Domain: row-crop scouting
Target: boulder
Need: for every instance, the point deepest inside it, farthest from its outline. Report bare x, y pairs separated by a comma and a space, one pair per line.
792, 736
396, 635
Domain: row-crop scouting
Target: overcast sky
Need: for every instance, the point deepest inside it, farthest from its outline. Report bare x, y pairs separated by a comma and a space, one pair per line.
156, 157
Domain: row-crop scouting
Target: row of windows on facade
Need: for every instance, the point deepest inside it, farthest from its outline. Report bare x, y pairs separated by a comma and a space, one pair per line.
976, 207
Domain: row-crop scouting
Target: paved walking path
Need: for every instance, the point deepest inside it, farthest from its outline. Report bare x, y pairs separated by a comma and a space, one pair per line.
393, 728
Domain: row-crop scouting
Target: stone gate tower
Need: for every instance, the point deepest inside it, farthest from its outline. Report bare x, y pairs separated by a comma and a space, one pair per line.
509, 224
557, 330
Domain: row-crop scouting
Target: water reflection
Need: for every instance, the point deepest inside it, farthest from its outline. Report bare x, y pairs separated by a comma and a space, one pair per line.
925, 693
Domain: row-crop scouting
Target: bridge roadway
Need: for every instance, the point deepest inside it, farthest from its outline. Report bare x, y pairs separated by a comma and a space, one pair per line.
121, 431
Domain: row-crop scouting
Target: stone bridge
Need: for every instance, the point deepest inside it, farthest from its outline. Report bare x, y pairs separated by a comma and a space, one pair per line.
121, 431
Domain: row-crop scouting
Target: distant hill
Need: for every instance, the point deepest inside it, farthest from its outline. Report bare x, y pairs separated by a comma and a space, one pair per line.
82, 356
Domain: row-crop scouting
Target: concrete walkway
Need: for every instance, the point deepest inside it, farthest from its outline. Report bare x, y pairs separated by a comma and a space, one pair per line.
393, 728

Stated task |
Find each line in the listing above that contains the string "stone" and copy those lines. Case counts.

Exercise response |
Target: stone gate tower
Target: stone bridge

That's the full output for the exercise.